-- Your tasks --
a) Reproduce part of the passage on Johann Eustach von Westernach below word for word, starting at "44th Grandmaster of the Teutonic Knights" and ending at "1625 to 1627.".
b) In the passage on Johann Eustach von Westernach below, condense the paragraph beginning "He first joined the Teutonic Order" into a short bulleted list that keeps its main facts.

-- Passage provided --
[Start of section]
44th Grandmaster of the Teutonic Knights (1545–1627)

Johann Eustach von Westernach (December 16, 1545 – October 25, 1627) was the 44th Grandmaster of the Teutonic Order, reigning from 1625 to 1627.

== Biography ==
Johann Eustach came from a poor Swabian family of nobility, the House of Westernach. At a young age, he was orphaned by his father. His mother desired him to be a priest.

He first joined the Teutonic Order in 1566. He largely spent the next few decades working menial occupations within the order. In 1567, one year after joining the order, he became the Küchenmeister (kitchen master), for the local Komturs at the city of Ellingen. In 1571, he became trappier (or the individual responsible for the clothing supply) for the chamber komturs in Frankfurt. In 1580, he became hauskomtur (house commander) in Ellingen.
[End of section]
-- Data --
[Start of section]
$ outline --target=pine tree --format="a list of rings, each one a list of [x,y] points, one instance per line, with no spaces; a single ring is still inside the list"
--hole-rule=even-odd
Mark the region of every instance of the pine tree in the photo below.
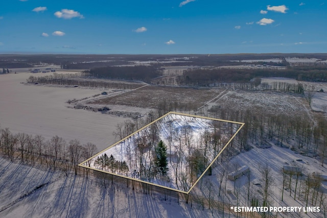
[End of section]
-- Written responses --
a)
44th Grandmaster of the Teutonic Knights (1545–1627)

Johann Eustach von Westernach (December 16, 1545 – October 25, 1627) was the 44th Grandmaster of the Teutonic Order, reigning from 1625 to 1627.

b)
- 1566: joined the Teutonic Order, then spent the next few decades mostly in menial posts within it
- 1567: Küchenmeister (kitchen master) for the local Komturs in Ellingen
- 1571: trappier (in charge of the clothing supply) for the chamber komturs in Frankfurt
- 1580: hauskomtur (house commander) in Ellingen